AVAILABLE RECORDS ::
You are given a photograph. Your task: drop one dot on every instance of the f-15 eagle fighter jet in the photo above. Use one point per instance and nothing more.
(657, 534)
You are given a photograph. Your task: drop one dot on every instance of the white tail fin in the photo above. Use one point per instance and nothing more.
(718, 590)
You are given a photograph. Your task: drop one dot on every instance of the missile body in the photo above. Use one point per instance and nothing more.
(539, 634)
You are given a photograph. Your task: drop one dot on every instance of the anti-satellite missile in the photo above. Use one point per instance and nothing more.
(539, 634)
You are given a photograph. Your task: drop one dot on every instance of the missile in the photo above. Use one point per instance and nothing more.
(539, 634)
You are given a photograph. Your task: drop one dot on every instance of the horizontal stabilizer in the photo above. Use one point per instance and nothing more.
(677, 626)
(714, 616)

ASSIGNED TASK :: Each line above must be reproduced exactly as it stands.

ANSWER BOX ::
You are given a photograph. Your task: drop one dot on every instance of the f-15 eagle fighter jet in the photo above. Use one point per instance and nothing more.
(657, 534)
You are given a photograph. Your task: drop one dot on every instance of the white tail fin in the photo above. Use one point per instance and nothing more.
(718, 590)
You are given a photograph. Your task: drop one dot on every instance of the missile body in the photo above. Use one point per instance and nothing more.
(539, 634)
You are given a photograph. Your task: drop one dot on every instance of the anti-satellite missile in the photo above. Use one point per instance and nothing more.
(539, 634)
You are given a photograph. Your task: drop one dot on every instance of the missile in the photo above. Use one point per instance and nothing more.
(539, 634)
You are given a photograph. Your task: drop one dot on every instance of the horizontal stabilizer in the photo above. Use one point per instance and nothing more.
(677, 626)
(714, 616)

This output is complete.